## [Action item]
Write out the data exactly, keeping every line.

Listed records START

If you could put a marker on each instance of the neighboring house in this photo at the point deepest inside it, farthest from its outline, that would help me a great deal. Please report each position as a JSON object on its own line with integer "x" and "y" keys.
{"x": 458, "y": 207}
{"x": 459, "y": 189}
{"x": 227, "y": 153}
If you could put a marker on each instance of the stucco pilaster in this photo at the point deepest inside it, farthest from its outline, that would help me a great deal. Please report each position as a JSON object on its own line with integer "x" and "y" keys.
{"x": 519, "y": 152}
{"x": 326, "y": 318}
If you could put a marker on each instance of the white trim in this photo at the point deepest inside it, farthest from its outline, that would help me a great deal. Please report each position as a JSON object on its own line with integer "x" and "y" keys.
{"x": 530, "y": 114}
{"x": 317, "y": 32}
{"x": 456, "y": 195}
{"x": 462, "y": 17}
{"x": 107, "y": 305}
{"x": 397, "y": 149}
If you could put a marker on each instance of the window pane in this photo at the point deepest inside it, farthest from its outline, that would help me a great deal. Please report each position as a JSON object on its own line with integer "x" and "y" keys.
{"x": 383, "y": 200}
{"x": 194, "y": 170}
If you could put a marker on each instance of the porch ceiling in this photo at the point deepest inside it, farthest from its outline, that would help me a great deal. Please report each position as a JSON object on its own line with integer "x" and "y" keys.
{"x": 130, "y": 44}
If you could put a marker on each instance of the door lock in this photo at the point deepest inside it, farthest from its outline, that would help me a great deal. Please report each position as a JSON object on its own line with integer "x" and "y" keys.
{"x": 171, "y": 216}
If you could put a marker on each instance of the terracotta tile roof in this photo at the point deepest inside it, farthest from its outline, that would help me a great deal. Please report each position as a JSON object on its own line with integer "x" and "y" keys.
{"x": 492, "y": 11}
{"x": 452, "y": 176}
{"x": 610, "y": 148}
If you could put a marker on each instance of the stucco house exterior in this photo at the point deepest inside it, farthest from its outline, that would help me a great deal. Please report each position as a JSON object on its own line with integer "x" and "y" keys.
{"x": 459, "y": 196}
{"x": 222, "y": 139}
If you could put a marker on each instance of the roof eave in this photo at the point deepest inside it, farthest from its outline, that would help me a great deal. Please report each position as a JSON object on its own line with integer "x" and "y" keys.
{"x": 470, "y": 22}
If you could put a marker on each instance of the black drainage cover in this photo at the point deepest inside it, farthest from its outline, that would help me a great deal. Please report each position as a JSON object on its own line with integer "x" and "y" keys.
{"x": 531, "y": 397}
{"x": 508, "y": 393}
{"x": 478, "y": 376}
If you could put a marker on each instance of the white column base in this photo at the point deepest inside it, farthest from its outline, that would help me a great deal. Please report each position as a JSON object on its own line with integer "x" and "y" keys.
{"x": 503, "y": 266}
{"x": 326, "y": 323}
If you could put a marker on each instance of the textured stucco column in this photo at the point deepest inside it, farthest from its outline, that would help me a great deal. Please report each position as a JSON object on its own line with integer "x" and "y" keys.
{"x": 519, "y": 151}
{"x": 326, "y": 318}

Listed records END

## [Reply]
If you could put a marker on each instance of the neighboring house in this photo at the point deepest inside it, farthest from its outline, that would help me a great deal. Please report each position as a JSON object on its own line with integer "x" and "y" keys.
{"x": 458, "y": 207}
{"x": 459, "y": 189}
{"x": 227, "y": 153}
If you could put a marker on each instance of the stucco pilaster in this photo at the point deepest inside it, farthest from its outline, that would help me a great deal. Please report each position as a JSON object on its own line with integer "x" and "y" keys.
{"x": 519, "y": 152}
{"x": 326, "y": 318}
If you could put a marker on each instance of the white trim in this photo at the point deepest inside it, farthest from its outline, that would help me a great deal. Please report each position as a JSON object on its own line with integer "x" and "y" keys.
{"x": 530, "y": 114}
{"x": 317, "y": 32}
{"x": 456, "y": 195}
{"x": 462, "y": 17}
{"x": 107, "y": 305}
{"x": 397, "y": 149}
If you could put a marker on each instance of the window pane in this photo at the point deepest inside it, farthest from its outline, that would help me a great deal. Please report each position as a JSON object on its own line with integer "x" and "y" keys.
{"x": 383, "y": 200}
{"x": 194, "y": 170}
If you could put a marker on each instance of the porch ceiling in this photo at the point deepest inside it, farthest from its outline, that would help me a great deal. Please report each position as a JSON object on its own line with integer "x" and "y" keys.
{"x": 130, "y": 44}
If you could put a marker on each instance of the door lock in this photo at the point deepest inside it, farthest from its outline, that would help me a great deal. Please report each position as a JSON object on its own line with integer "x" and "y" keys.
{"x": 171, "y": 216}
If you could put a marker on each instance of the terracotta tile roof in this photo at the point deepest inside it, farthest from its outline, that would help me a great deal. Please report each position as a JSON object on its own line with integer "x" and "y" keys.
{"x": 492, "y": 11}
{"x": 452, "y": 176}
{"x": 610, "y": 148}
If you could put a marker on each instance of the stucco house exterior in this photo at the point deepest inside it, farthest from its outline, that would help me a great deal. Please report each position as a JSON object on its own line with integer "x" and "y" keys.
{"x": 459, "y": 196}
{"x": 222, "y": 139}
If you could put a marker on each instance of the roof eave in this photo at the point deepest inside it, farthest from its outline, that would help me a great deal. Please report each position as a JSON object on its own line with integer "x" and "y" keys.
{"x": 470, "y": 22}
If you could put a marker on each instance of the black drainage cover in this photo at the point deepest inside it, farthest from its outline, that would help me a great deal. Please report each position as a JSON object on its own line with integer "x" and "y" keys.
{"x": 531, "y": 397}
{"x": 508, "y": 393}
{"x": 478, "y": 376}
If you could put a marker on each instance of the white column base in this photo at the point deepest inside it, farthest from its outline, that would help me a great deal. Please report each position as a JSON object on its own line with integer "x" and "y" keys.
{"x": 503, "y": 266}
{"x": 326, "y": 323}
If you could put a marker on each instance of the textured stucco column in this photo at the point deepest inside it, farthest from its outline, that would help me a great deal. Please report each position as a JSON object on its own line with integer "x" and "y" keys.
{"x": 519, "y": 151}
{"x": 326, "y": 318}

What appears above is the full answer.